++++ Article ++++

Much-needed measures for documenting the economy await promulgation of an ordinance for integration of data across all tiers of government. And austerity measures by Cabinet Committee on Economic Revival (CCER) being considered, (Single Treasury Account Rs 424 billion, 10% reduction in FY22 Federal Government of Rs 54 billion in six months, devolved ministries Rs 328 billion, devolution of HEC Rs 70 billion and sharing of BISP Rs 217 billion with the provinces, MoF review of tax exemptions (3 major taxes amount to Rs 1.3 trillion, subsidies, grants) are a positive step.
Fuel market requires a paradigm change. Not subtly but by taking disruptive steps aimed at evolution of a competitive energy market. SIFC (Special Investment Facilitation Council) apex committee needs to commit to deregulation and a visible conducive business environment requires no judicial activism that leads to cancellation or renegotiation of contracts; but one that ensures an effective contract arbitration process including educated and prudent deliberations by regulator and parliamentary committees/subcommittees.

++++ Collected material ++++

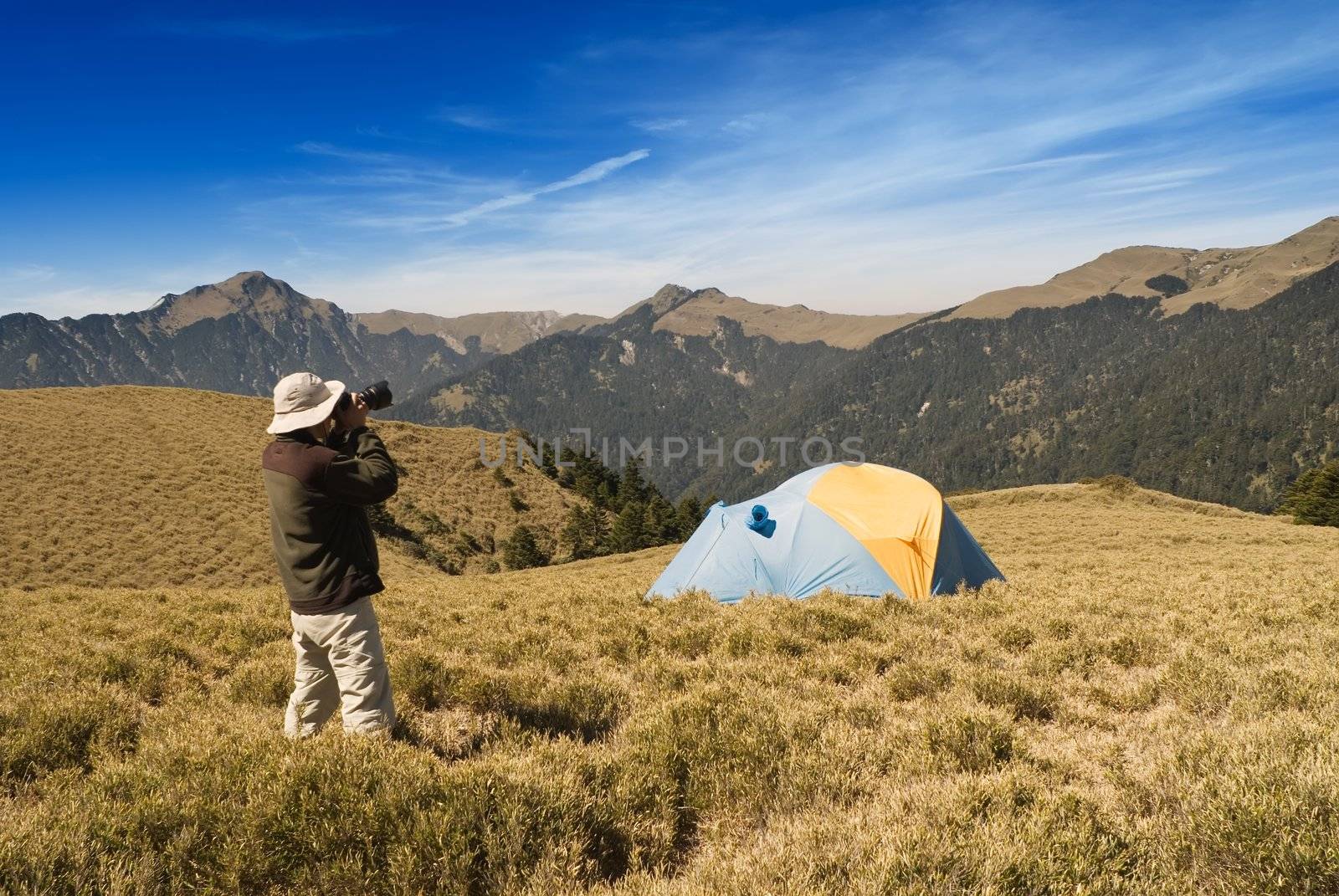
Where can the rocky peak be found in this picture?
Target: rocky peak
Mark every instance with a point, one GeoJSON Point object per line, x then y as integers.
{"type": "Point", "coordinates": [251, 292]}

++++

Parts of the exercise –
- a) In the commentary on economic reform, what amount is listed for the Single Treasury Account?
- b) Shorten the paragraph of the economic reform commentary that begins "Fuel market requires a paradigm change," and keep its main facts.
- c) Write the next part of the commentary on economic reform, picking up after its final sentence.

The results –
- a) Rs 424 billion.

- b) The fuel market needs a disruptive shift toward a competitive energy market. The SIFC apex committee should commit to deregulation. A conducive business environment calls for an effective contract arbitration process, with informed and prudent deliberation by the regulator and parliamentary committees and subcommittees, rather than judicial activism that cancels or renegotiates contracts.

- c)
Building a competitive market also requires confidence building by SBP, FBR, Regulator, MoE and investigation agencies for facilitating establishment of an efficient transportation infrastructure to expand fuel, electricity and gas supply chain by road, rail, transmission lines and waterways across the country.
This necessitates support to Pakistan Railways for laying a fibre optic network for data and fuel handling as part of ML1 by removal of noncompetitive clauses that monopolize HSD/MOGAS volumes to Pak Arab Pipeline Company and restricts Furnace Oil (FO) to Pak Railways. Due to reduced usage of FO, Pak Railways’ business revival plan is a nonstarter.
Secondly, moving out regulatory functions from the two Divisions of MoE has been initiated but their independence has not been assured. Delays in appointments in Competition Commission of Pakistan and notification of gas price increase are examples but plans to link high end customer price with 11.2 kg LPG is a good step.
An integrated regulator, instead of establishing provincial regulators, needs to be thought through based on how we intend to manage energy and balance provincial autonomy.
Deregulation of oil industry requires release of frozen shares of PSO (Pakistan State Oil) and rescinding the Petroleum Marketing Act., allowing Oil Marketing Companies (OMCs) to set provincial or national retail prices.
For the oil sector, this means doing away with IFEM (Inland Freight Equalization Margin) whose amount last year is estimated at around Rs 60-70 billion shared between affreightment contractors, white oil pipeline and Pakistan Railways.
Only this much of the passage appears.